To do. Reproduce each of the entries below verbatim, line for line, with nothing changed, added or left out.

Data for this task.
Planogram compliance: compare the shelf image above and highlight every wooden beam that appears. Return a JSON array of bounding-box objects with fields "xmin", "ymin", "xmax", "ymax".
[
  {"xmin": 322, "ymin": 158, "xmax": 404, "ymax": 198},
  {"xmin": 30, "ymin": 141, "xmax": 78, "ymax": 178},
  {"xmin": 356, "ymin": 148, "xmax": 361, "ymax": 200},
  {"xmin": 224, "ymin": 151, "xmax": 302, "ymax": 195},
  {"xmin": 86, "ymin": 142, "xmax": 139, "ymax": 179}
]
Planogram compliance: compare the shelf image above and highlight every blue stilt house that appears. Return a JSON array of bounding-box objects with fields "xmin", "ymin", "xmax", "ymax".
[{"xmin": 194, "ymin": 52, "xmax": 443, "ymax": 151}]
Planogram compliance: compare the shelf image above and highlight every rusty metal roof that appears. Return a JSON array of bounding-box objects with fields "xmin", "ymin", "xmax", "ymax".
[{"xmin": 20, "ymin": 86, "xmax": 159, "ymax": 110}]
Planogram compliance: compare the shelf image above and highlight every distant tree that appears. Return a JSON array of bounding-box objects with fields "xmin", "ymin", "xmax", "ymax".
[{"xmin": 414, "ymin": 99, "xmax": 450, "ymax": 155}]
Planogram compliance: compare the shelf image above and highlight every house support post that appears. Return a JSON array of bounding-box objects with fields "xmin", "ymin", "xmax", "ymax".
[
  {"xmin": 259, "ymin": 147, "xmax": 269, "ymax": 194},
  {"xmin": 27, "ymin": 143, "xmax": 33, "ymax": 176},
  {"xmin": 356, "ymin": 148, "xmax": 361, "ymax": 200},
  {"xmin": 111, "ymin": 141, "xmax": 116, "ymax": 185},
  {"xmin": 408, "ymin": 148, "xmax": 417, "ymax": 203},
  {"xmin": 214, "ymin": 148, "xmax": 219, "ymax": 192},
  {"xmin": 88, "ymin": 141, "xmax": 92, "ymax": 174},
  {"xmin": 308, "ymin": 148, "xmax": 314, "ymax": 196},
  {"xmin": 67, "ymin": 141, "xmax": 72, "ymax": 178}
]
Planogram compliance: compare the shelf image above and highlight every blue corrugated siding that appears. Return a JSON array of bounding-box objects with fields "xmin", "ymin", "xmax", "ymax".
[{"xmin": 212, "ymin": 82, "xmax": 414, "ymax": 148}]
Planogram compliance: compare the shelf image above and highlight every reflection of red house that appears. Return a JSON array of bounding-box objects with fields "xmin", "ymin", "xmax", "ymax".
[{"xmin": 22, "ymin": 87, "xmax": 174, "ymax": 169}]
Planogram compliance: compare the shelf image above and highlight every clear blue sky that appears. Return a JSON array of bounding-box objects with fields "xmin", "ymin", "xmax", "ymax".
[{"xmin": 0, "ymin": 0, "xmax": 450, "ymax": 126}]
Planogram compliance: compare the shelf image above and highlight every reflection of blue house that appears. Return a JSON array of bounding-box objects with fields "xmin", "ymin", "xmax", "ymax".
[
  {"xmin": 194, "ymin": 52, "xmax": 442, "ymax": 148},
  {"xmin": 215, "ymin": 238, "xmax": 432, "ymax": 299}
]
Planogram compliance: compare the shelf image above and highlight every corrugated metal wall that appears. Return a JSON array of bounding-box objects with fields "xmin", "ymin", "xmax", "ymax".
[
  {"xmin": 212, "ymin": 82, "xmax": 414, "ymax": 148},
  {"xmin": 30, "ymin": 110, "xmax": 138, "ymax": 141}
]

Exercise answer.
Planogram compliance: compare the shelf image above and highlight every wooden beam that appears. Return a JSON array of bounding-box objects with fields "xmin", "ymin", "xmax", "ymax".
[
  {"xmin": 322, "ymin": 158, "xmax": 404, "ymax": 198},
  {"xmin": 30, "ymin": 141, "xmax": 78, "ymax": 178},
  {"xmin": 356, "ymin": 148, "xmax": 361, "ymax": 200},
  {"xmin": 224, "ymin": 151, "xmax": 302, "ymax": 195},
  {"xmin": 86, "ymin": 142, "xmax": 139, "ymax": 179}
]
Planogram compliance: compare the shelf image above and highlight every blue stilt house that appears. Return a JSON array of bounding-box objects with fields "xmin", "ymin", "xmax", "ymax".
[{"xmin": 194, "ymin": 52, "xmax": 443, "ymax": 151}]
Planogram compliance: compare the shelf image above and highlight every rusty metal roof that appears. Return a JSON array of bounding-box objects with fields "xmin", "ymin", "xmax", "ymax".
[{"xmin": 20, "ymin": 86, "xmax": 159, "ymax": 110}]
Planogram compliance: compare the shelf image above and highlight every distant tree that appears. Return a JSON array of bounding-box objects with fields "xmin", "ymin", "xmax", "ymax".
[{"xmin": 414, "ymin": 99, "xmax": 450, "ymax": 155}]
Planogram compliance: compare the shelf image above and highlight every house support post that appears. Return a JSON array of bounding-box objects with fields "xmin", "ymin", "xmax", "ymax".
[
  {"xmin": 259, "ymin": 147, "xmax": 269, "ymax": 194},
  {"xmin": 27, "ymin": 143, "xmax": 33, "ymax": 176},
  {"xmin": 356, "ymin": 148, "xmax": 361, "ymax": 200},
  {"xmin": 111, "ymin": 141, "xmax": 116, "ymax": 185},
  {"xmin": 408, "ymin": 148, "xmax": 417, "ymax": 203},
  {"xmin": 214, "ymin": 148, "xmax": 219, "ymax": 192},
  {"xmin": 88, "ymin": 141, "xmax": 92, "ymax": 174},
  {"xmin": 308, "ymin": 148, "xmax": 314, "ymax": 196},
  {"xmin": 67, "ymin": 141, "xmax": 72, "ymax": 178}
]
Planogram compliance: compare the shelf image above and highlight every blue corrugated siding that appears. Return a JSON array of bounding-box objects with fields "xmin", "ymin", "xmax", "ymax".
[{"xmin": 212, "ymin": 82, "xmax": 414, "ymax": 148}]
Planogram compliance: compare the shelf image above and highlight every reflection of red house that appears. Return a JSON array of bounding-box objects with fields "xmin", "ymin", "xmax", "ymax".
[{"xmin": 22, "ymin": 87, "xmax": 174, "ymax": 169}]
Planogram compliance: compare the shelf image above and highlight every clear blue sky that appears. Return a JSON array of bounding-box objects with fields "xmin", "ymin", "xmax", "ymax".
[{"xmin": 0, "ymin": 0, "xmax": 450, "ymax": 126}]
Planogram compliance: compare the shelf image above and highlight every reflection of blue house that appears. Return a JSON array of bounding-box objects with fields "xmin", "ymin", "xmax", "ymax".
[
  {"xmin": 194, "ymin": 52, "xmax": 442, "ymax": 148},
  {"xmin": 215, "ymin": 238, "xmax": 432, "ymax": 299}
]
Planogram compliance: compare the shelf image above and highlight every corrugated metal wall that appears. Return a JSON array of bounding-box objects with fields "xmin", "ymin", "xmax", "ymax".
[
  {"xmin": 212, "ymin": 82, "xmax": 414, "ymax": 148},
  {"xmin": 30, "ymin": 110, "xmax": 138, "ymax": 141}
]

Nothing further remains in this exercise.